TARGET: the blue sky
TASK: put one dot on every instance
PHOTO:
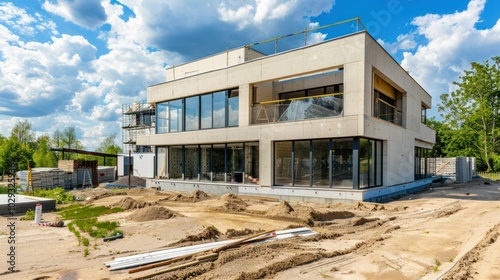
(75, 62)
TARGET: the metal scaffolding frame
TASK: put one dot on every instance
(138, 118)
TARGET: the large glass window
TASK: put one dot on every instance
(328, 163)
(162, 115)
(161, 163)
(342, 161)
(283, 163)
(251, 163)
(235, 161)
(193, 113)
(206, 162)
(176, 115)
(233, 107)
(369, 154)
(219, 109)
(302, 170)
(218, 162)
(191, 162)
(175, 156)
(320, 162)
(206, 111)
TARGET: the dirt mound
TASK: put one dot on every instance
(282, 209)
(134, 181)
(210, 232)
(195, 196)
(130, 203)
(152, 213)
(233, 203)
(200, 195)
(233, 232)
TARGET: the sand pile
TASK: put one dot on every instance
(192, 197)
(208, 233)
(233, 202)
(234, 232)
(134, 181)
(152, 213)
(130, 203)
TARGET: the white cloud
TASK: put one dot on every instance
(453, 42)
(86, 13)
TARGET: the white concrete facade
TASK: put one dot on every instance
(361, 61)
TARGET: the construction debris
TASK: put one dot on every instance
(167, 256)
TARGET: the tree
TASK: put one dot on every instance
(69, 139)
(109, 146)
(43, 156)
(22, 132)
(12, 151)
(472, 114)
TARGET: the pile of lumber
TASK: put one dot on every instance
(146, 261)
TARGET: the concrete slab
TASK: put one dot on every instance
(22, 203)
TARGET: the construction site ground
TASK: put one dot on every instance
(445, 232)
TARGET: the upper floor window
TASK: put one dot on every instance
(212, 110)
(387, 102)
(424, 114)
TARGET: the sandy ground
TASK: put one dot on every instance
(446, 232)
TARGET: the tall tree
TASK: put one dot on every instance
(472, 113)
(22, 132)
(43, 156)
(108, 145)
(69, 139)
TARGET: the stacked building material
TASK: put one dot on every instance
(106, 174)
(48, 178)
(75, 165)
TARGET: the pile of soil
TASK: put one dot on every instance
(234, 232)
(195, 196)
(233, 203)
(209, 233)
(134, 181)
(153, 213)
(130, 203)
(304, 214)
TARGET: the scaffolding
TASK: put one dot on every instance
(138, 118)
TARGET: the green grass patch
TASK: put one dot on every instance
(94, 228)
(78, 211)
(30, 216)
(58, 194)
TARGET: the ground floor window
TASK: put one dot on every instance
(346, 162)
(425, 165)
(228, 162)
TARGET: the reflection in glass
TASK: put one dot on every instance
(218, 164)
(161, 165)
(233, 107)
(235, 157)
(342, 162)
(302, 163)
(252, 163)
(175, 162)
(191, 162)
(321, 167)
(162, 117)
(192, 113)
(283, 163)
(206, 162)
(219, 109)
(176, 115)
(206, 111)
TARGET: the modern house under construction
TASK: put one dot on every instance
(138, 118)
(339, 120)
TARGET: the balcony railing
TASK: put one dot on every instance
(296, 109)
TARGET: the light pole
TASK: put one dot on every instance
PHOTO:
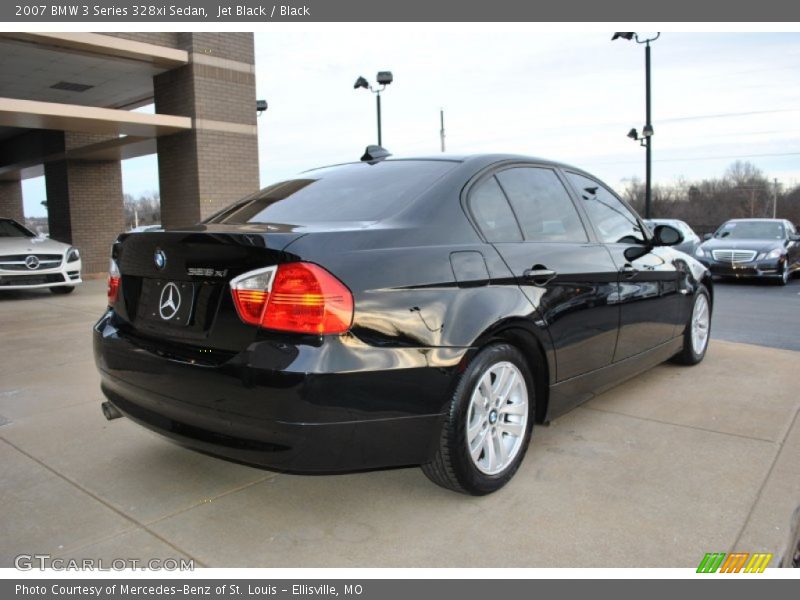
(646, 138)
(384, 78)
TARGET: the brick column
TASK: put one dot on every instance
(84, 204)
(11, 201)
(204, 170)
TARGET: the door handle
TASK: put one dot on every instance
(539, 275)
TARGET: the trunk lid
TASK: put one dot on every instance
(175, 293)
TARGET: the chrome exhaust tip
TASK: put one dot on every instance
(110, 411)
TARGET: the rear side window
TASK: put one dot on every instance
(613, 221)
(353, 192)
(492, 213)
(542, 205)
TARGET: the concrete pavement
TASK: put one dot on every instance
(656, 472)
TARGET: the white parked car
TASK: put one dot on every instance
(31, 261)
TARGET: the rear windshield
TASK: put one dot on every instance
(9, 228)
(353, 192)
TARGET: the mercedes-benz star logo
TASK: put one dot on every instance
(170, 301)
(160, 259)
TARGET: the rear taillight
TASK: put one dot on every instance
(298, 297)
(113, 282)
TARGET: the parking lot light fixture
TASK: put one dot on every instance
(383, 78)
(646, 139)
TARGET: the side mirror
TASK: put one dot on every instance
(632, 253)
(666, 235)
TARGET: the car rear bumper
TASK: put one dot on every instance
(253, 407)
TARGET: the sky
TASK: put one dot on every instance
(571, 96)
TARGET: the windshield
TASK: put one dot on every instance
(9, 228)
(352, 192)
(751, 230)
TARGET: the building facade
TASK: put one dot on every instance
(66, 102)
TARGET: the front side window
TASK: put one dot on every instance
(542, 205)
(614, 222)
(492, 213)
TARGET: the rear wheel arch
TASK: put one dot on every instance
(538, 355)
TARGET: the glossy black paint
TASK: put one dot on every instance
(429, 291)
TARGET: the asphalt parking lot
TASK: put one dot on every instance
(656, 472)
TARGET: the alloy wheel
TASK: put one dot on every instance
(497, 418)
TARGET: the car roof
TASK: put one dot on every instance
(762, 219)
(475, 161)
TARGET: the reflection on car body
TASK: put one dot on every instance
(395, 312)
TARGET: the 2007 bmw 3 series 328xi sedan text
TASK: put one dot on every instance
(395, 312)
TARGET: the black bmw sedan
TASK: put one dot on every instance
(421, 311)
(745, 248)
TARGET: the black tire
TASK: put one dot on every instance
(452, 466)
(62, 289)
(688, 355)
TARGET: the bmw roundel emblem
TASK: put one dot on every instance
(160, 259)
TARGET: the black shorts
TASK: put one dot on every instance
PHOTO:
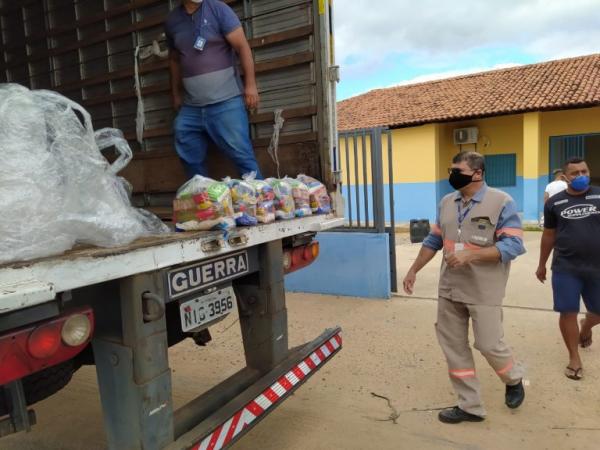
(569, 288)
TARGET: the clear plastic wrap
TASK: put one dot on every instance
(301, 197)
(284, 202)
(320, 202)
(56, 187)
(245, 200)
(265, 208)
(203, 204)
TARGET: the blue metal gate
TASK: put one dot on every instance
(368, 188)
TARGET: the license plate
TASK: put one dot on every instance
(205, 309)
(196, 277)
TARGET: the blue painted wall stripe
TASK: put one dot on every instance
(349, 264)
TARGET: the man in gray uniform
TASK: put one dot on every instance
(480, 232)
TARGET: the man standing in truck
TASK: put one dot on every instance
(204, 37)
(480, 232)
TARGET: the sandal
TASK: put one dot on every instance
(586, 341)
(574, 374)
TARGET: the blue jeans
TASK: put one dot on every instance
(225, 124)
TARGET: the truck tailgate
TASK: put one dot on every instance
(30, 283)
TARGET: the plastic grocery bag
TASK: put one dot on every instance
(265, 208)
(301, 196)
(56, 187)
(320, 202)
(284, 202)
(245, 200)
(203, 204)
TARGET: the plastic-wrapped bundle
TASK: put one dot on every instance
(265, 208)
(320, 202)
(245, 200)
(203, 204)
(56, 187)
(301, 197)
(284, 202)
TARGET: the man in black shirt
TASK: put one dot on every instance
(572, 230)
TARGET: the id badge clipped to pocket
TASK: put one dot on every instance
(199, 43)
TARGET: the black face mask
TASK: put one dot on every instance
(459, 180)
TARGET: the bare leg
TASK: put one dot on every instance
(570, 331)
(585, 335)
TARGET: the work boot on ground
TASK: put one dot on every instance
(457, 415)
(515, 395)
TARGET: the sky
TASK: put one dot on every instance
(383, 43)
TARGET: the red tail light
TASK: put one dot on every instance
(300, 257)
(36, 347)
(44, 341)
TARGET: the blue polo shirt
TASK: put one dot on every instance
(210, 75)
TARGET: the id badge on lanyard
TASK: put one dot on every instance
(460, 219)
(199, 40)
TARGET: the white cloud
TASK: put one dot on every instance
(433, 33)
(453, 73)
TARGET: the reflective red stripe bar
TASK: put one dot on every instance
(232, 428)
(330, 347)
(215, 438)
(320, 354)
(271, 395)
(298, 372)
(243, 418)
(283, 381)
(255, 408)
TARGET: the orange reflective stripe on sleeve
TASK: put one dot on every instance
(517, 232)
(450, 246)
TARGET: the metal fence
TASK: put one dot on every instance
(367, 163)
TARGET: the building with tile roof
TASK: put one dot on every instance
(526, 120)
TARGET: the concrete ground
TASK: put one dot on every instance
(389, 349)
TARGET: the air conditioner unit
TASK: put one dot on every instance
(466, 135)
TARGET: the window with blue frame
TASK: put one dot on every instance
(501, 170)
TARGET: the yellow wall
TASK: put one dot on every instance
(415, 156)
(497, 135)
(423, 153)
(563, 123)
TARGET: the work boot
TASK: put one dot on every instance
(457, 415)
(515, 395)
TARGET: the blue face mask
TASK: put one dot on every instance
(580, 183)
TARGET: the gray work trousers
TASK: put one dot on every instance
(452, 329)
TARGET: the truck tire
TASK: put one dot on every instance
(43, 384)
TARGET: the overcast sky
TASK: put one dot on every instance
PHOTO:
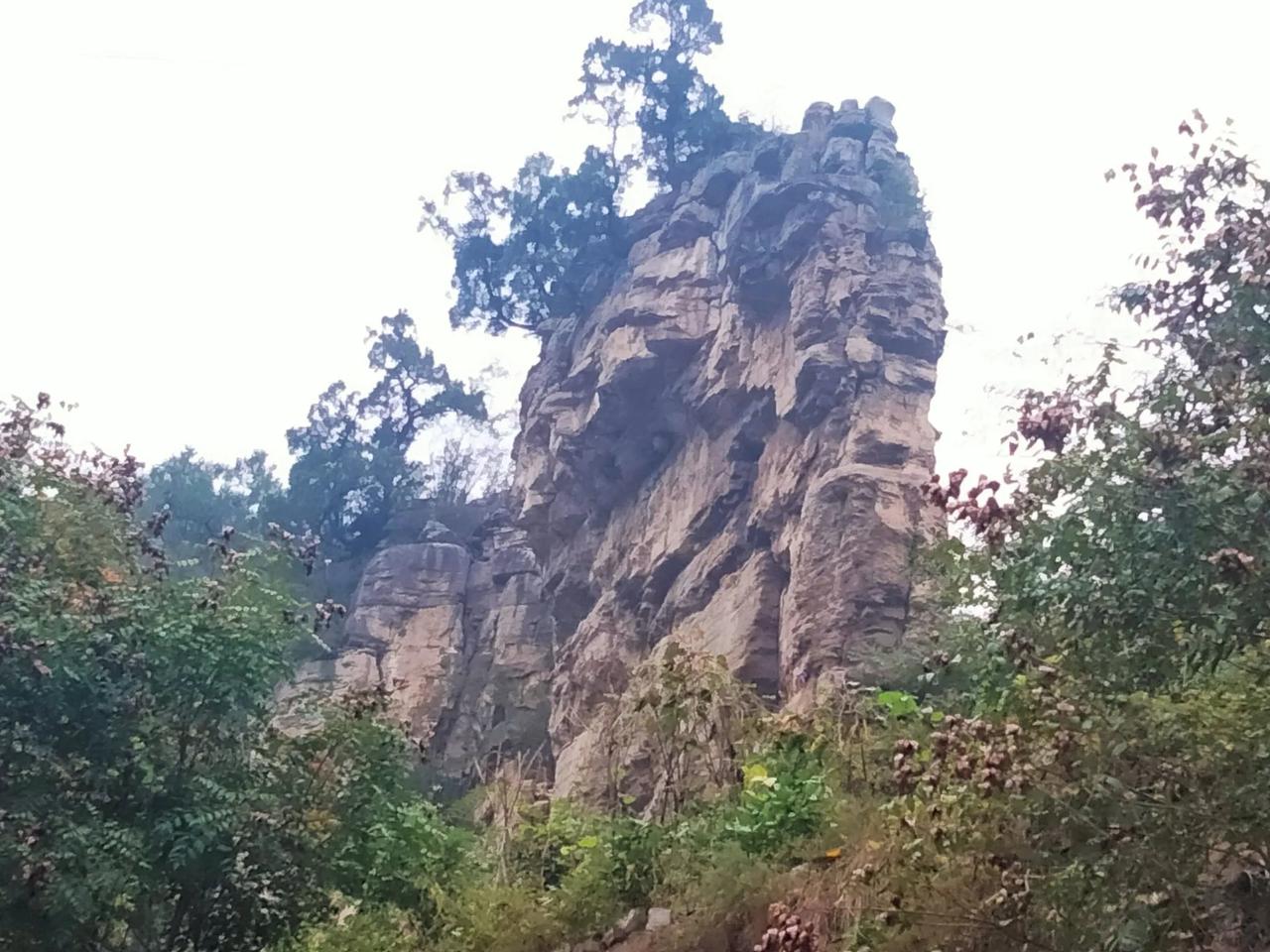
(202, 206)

§ §

# The task
Go from the first line of the listing to the line holding "TARGET: the large glass window" and, please, transcribe those lines exactly, both included, with no pictures.

# Answer section
TARGET: the blue sky
TASK: put one dot on every instance
PHOTO:
(75, 62)
TARGET: the metal scaffolding frame
TASK: put one dot on every instance
(138, 118)
TARGET: the large glass window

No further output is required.